-- START OF DATA SUPPLIED --

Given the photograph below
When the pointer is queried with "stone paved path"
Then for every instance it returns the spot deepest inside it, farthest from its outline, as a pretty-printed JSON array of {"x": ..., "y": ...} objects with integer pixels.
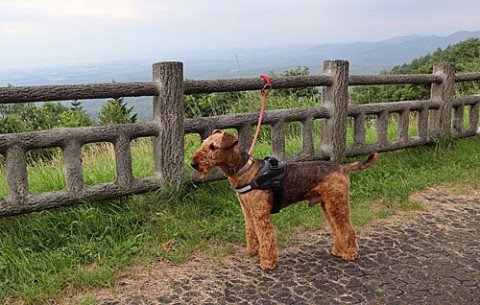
[{"x": 433, "y": 258}]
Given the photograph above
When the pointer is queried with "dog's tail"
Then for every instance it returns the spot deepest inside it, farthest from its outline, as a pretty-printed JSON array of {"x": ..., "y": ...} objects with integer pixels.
[{"x": 361, "y": 165}]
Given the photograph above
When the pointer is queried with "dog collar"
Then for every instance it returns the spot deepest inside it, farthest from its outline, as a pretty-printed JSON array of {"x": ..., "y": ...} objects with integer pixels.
[{"x": 245, "y": 167}]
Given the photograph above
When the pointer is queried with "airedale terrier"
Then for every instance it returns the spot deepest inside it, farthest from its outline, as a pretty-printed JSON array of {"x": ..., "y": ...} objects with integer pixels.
[{"x": 317, "y": 182}]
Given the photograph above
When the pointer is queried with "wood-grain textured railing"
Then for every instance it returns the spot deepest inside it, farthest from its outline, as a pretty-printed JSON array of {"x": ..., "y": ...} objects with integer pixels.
[{"x": 441, "y": 116}]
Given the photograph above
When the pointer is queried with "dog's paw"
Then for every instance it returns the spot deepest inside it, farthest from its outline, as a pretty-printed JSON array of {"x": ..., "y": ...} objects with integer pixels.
[
  {"x": 268, "y": 265},
  {"x": 349, "y": 256}
]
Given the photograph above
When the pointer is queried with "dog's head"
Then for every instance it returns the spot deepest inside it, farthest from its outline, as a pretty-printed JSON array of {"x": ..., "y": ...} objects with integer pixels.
[{"x": 219, "y": 149}]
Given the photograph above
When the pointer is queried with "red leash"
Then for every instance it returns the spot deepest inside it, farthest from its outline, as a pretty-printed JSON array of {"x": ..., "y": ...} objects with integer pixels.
[{"x": 262, "y": 110}]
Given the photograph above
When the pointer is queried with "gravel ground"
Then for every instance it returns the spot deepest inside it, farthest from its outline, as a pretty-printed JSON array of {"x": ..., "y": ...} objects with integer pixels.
[{"x": 431, "y": 258}]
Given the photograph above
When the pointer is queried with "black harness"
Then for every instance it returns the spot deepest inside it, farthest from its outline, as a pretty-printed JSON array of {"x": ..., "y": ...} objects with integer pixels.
[{"x": 269, "y": 177}]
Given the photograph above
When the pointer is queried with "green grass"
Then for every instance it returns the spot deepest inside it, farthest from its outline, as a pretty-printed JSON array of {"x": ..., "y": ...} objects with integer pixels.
[{"x": 48, "y": 254}]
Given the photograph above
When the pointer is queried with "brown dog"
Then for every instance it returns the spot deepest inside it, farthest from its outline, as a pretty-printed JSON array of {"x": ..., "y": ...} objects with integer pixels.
[{"x": 315, "y": 181}]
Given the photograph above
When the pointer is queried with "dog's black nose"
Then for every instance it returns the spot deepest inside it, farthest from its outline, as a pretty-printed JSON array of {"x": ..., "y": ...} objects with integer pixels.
[{"x": 194, "y": 165}]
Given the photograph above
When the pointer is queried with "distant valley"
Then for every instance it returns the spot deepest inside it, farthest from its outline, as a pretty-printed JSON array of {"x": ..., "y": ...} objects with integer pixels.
[{"x": 364, "y": 58}]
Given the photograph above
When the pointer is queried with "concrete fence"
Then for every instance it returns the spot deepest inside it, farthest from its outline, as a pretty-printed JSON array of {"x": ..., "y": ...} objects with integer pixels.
[{"x": 441, "y": 116}]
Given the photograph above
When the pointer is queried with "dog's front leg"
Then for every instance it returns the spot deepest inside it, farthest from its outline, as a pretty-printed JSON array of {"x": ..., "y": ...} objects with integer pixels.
[
  {"x": 260, "y": 208},
  {"x": 252, "y": 239}
]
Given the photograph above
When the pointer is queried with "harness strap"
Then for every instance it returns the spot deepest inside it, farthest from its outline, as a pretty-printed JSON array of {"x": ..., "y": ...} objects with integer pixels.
[{"x": 270, "y": 177}]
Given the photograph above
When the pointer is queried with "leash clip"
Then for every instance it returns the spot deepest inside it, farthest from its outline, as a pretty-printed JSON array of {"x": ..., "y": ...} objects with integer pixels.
[{"x": 268, "y": 84}]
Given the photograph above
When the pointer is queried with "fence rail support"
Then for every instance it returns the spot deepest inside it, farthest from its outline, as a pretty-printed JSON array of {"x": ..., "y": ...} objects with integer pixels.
[
  {"x": 335, "y": 99},
  {"x": 441, "y": 120},
  {"x": 168, "y": 146}
]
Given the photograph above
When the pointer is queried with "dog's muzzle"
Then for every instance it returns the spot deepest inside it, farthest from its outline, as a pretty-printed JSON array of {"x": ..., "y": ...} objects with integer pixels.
[{"x": 195, "y": 165}]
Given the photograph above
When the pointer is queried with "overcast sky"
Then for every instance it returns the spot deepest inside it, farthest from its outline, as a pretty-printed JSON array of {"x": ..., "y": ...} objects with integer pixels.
[{"x": 59, "y": 31}]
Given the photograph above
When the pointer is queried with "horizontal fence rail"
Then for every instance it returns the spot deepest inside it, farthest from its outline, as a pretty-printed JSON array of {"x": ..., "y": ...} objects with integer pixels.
[
  {"x": 440, "y": 116},
  {"x": 23, "y": 94}
]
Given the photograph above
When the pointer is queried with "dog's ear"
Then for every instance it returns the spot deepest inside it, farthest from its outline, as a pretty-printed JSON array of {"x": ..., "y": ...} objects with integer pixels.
[{"x": 229, "y": 140}]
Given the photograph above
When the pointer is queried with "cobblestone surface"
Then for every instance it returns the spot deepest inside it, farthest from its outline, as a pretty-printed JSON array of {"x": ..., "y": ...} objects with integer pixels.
[{"x": 433, "y": 258}]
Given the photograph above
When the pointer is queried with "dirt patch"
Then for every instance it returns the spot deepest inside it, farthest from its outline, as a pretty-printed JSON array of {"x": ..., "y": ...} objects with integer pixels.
[{"x": 204, "y": 279}]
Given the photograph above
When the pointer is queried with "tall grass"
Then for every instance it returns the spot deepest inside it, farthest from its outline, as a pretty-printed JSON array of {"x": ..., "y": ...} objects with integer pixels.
[{"x": 48, "y": 254}]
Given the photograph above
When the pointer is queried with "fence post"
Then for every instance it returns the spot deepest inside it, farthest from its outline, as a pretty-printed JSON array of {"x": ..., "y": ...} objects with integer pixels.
[
  {"x": 168, "y": 146},
  {"x": 335, "y": 99},
  {"x": 441, "y": 119}
]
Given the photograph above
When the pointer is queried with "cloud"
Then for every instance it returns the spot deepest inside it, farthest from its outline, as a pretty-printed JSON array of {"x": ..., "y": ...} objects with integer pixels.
[
  {"x": 110, "y": 9},
  {"x": 17, "y": 28}
]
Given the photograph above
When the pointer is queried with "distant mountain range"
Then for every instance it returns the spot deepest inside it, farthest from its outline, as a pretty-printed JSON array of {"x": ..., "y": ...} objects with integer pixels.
[{"x": 364, "y": 58}]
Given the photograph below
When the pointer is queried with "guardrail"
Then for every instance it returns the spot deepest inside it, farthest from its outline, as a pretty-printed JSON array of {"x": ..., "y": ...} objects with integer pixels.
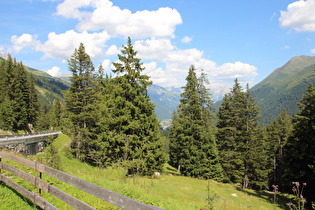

-- END OF DATA SUPPLIED --

(THE EXERCISE) Gather each line of the items above that contains the word "leash" and reproduce those lines in full, in the order in which they appear.

(FULL OUTPUT)
When the pointer is queried with "red leash"
When the pointer is queried with "leash clip"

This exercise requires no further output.